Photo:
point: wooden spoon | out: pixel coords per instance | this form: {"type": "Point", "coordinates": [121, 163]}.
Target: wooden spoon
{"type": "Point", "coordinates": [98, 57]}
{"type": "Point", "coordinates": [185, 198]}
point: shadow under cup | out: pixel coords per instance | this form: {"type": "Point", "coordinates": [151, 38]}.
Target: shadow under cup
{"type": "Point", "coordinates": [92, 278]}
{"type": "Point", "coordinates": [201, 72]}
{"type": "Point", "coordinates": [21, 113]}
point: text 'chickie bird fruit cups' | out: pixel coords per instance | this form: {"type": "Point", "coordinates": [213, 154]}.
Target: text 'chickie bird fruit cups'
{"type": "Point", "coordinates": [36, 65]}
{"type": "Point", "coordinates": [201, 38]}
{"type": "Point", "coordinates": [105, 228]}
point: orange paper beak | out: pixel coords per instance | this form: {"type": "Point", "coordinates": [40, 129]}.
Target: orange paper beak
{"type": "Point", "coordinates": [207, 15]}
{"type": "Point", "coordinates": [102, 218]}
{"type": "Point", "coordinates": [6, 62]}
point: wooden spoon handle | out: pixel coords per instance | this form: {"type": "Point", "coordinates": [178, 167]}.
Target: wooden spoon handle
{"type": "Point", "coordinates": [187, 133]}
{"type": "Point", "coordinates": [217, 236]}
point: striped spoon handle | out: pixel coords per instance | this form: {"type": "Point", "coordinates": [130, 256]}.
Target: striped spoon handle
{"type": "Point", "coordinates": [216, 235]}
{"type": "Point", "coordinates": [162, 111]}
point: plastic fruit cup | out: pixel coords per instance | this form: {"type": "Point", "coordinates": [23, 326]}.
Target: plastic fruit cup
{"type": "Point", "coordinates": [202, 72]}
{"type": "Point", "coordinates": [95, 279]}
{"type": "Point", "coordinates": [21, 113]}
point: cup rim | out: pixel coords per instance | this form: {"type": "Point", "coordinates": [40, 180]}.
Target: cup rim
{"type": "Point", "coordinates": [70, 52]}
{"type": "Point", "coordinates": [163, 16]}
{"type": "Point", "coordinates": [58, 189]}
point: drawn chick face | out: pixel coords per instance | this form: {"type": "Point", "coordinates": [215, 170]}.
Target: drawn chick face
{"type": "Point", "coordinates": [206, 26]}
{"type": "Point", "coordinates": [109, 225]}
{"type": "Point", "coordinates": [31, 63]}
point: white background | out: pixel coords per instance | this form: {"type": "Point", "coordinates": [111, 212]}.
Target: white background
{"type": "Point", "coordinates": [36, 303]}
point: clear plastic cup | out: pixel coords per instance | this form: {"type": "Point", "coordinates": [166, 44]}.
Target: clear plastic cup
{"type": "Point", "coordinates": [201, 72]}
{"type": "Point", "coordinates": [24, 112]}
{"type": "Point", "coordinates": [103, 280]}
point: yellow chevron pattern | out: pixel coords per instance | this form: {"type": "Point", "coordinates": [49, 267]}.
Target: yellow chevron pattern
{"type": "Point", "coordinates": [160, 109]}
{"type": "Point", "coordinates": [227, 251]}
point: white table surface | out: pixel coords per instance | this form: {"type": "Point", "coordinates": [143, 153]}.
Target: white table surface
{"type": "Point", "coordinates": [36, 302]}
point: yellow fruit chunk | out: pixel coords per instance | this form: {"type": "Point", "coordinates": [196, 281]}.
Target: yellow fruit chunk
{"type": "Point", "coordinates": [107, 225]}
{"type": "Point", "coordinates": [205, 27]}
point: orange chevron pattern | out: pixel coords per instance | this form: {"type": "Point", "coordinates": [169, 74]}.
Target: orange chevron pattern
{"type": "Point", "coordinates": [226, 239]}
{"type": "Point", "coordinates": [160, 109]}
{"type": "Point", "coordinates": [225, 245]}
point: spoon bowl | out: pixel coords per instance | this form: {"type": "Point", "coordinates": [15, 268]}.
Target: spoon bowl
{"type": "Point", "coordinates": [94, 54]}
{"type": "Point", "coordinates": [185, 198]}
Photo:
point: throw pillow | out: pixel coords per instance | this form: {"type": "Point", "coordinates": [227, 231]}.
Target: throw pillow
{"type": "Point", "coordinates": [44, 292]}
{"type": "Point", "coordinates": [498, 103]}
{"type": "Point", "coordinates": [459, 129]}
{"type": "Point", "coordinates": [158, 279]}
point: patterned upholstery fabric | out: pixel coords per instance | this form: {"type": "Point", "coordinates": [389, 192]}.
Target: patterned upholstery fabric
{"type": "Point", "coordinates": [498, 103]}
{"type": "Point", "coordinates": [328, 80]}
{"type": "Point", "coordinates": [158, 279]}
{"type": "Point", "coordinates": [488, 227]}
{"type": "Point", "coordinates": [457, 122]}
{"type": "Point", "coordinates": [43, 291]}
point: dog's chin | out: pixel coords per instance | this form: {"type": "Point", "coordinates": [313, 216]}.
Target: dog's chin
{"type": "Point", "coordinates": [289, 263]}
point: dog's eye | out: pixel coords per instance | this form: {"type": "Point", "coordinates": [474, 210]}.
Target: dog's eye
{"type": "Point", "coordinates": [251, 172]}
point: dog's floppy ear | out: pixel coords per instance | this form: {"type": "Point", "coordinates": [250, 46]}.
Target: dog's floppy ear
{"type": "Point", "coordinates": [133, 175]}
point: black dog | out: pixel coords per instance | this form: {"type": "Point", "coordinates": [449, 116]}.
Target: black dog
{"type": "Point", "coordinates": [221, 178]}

= = = = =

**Your task:** Send back every record, precisely as written.

**Answer to the problem:**
Photo:
point: wooden spoon | out: pixel coords per instance | this form: {"type": "Point", "coordinates": [121, 163]}.
Target: wooden spoon
{"type": "Point", "coordinates": [98, 57]}
{"type": "Point", "coordinates": [185, 198]}
point: shadow under cup | out: pixel coords per instance | this form: {"type": "Point", "coordinates": [151, 38]}.
Target: shadow under cup
{"type": "Point", "coordinates": [92, 278]}
{"type": "Point", "coordinates": [201, 72]}
{"type": "Point", "coordinates": [21, 113]}
point: text 'chickie bird fruit cups' | out: pixel coords per instance | this form: {"type": "Point", "coordinates": [213, 154]}.
Target: text 'chickie bird fruit cups'
{"type": "Point", "coordinates": [36, 65]}
{"type": "Point", "coordinates": [201, 38]}
{"type": "Point", "coordinates": [105, 228]}
point: orange paper beak | out: pixel coords per instance | this form: {"type": "Point", "coordinates": [40, 129]}.
Target: orange paper beak
{"type": "Point", "coordinates": [207, 15]}
{"type": "Point", "coordinates": [102, 218]}
{"type": "Point", "coordinates": [6, 62]}
point: wooden spoon handle | out: pixel coords per instance | this form: {"type": "Point", "coordinates": [178, 167]}.
Target: wooden spoon handle
{"type": "Point", "coordinates": [187, 133]}
{"type": "Point", "coordinates": [217, 236]}
point: striped spoon handle | out: pixel coords per instance | this form: {"type": "Point", "coordinates": [130, 256]}.
Target: striped spoon handle
{"type": "Point", "coordinates": [216, 235]}
{"type": "Point", "coordinates": [162, 111]}
point: plastic fruit cup | out: pixel coords per instance | this form: {"type": "Point", "coordinates": [23, 326]}.
Target: plastic fruit cup
{"type": "Point", "coordinates": [202, 72]}
{"type": "Point", "coordinates": [95, 279]}
{"type": "Point", "coordinates": [21, 113]}
point: cup rim | out: pixel coords per instance | this form: {"type": "Point", "coordinates": [40, 180]}.
Target: cup rim
{"type": "Point", "coordinates": [70, 52]}
{"type": "Point", "coordinates": [163, 16]}
{"type": "Point", "coordinates": [58, 189]}
point: drawn chick face | out: pixel coords per instance | this form: {"type": "Point", "coordinates": [215, 170]}.
Target: drawn chick face
{"type": "Point", "coordinates": [206, 26]}
{"type": "Point", "coordinates": [109, 225]}
{"type": "Point", "coordinates": [31, 63]}
point: white background | out: pixel coords per instance | this form: {"type": "Point", "coordinates": [111, 212]}.
Target: white background
{"type": "Point", "coordinates": [36, 303]}
point: clear plastic cup | out: pixel coords per instance | this form: {"type": "Point", "coordinates": [166, 44]}.
Target: clear plastic cup
{"type": "Point", "coordinates": [201, 72]}
{"type": "Point", "coordinates": [24, 112]}
{"type": "Point", "coordinates": [103, 280]}
point: yellow chevron pattern | out: pixel coords per instance | this form: {"type": "Point", "coordinates": [49, 267]}.
Target: yellow chevron pattern
{"type": "Point", "coordinates": [160, 109]}
{"type": "Point", "coordinates": [227, 251]}
point: white table surface | out: pixel coords per instance | this form: {"type": "Point", "coordinates": [143, 153]}.
Target: white table surface
{"type": "Point", "coordinates": [36, 302]}
point: yellow fruit chunk | out: pixel coords per instance | this form: {"type": "Point", "coordinates": [196, 281]}.
Target: yellow fruit chunk
{"type": "Point", "coordinates": [107, 225]}
{"type": "Point", "coordinates": [205, 27]}
point: orange chevron pattern | out: pixel coords per instance | this form: {"type": "Point", "coordinates": [169, 74]}.
Target: orange chevron pattern
{"type": "Point", "coordinates": [226, 239]}
{"type": "Point", "coordinates": [160, 109]}
{"type": "Point", "coordinates": [225, 245]}
point: spoon bowl | out: pixel coords per instance | this form: {"type": "Point", "coordinates": [15, 268]}.
Target: spoon bowl
{"type": "Point", "coordinates": [94, 54]}
{"type": "Point", "coordinates": [185, 198]}
Photo:
point: throw pillow | out: pixel coords per instance | this form: {"type": "Point", "coordinates": [227, 231]}.
Target: throw pillow
{"type": "Point", "coordinates": [44, 292]}
{"type": "Point", "coordinates": [498, 103]}
{"type": "Point", "coordinates": [459, 129]}
{"type": "Point", "coordinates": [158, 279]}
point: patterned upholstery fabric | out: pixel coords per instance | this form: {"type": "Point", "coordinates": [389, 192]}.
Target: patterned upholstery fabric
{"type": "Point", "coordinates": [498, 103]}
{"type": "Point", "coordinates": [328, 80]}
{"type": "Point", "coordinates": [158, 279]}
{"type": "Point", "coordinates": [488, 227]}
{"type": "Point", "coordinates": [457, 122]}
{"type": "Point", "coordinates": [43, 291]}
point: dog's chin | out: pixel coords per instance | this form: {"type": "Point", "coordinates": [313, 216]}.
Target: dog's chin
{"type": "Point", "coordinates": [289, 263]}
point: dog's eye | out: pixel coords per instance | this form: {"type": "Point", "coordinates": [474, 210]}.
Target: dog's eye
{"type": "Point", "coordinates": [251, 172]}
point: dog's floppy ear | out: pixel coords per instance | this form: {"type": "Point", "coordinates": [250, 46]}.
Target: dog's floppy ear
{"type": "Point", "coordinates": [133, 175]}
point: black dog | out: pixel coords per instance | this form: {"type": "Point", "coordinates": [449, 116]}.
Target: black dog
{"type": "Point", "coordinates": [221, 178]}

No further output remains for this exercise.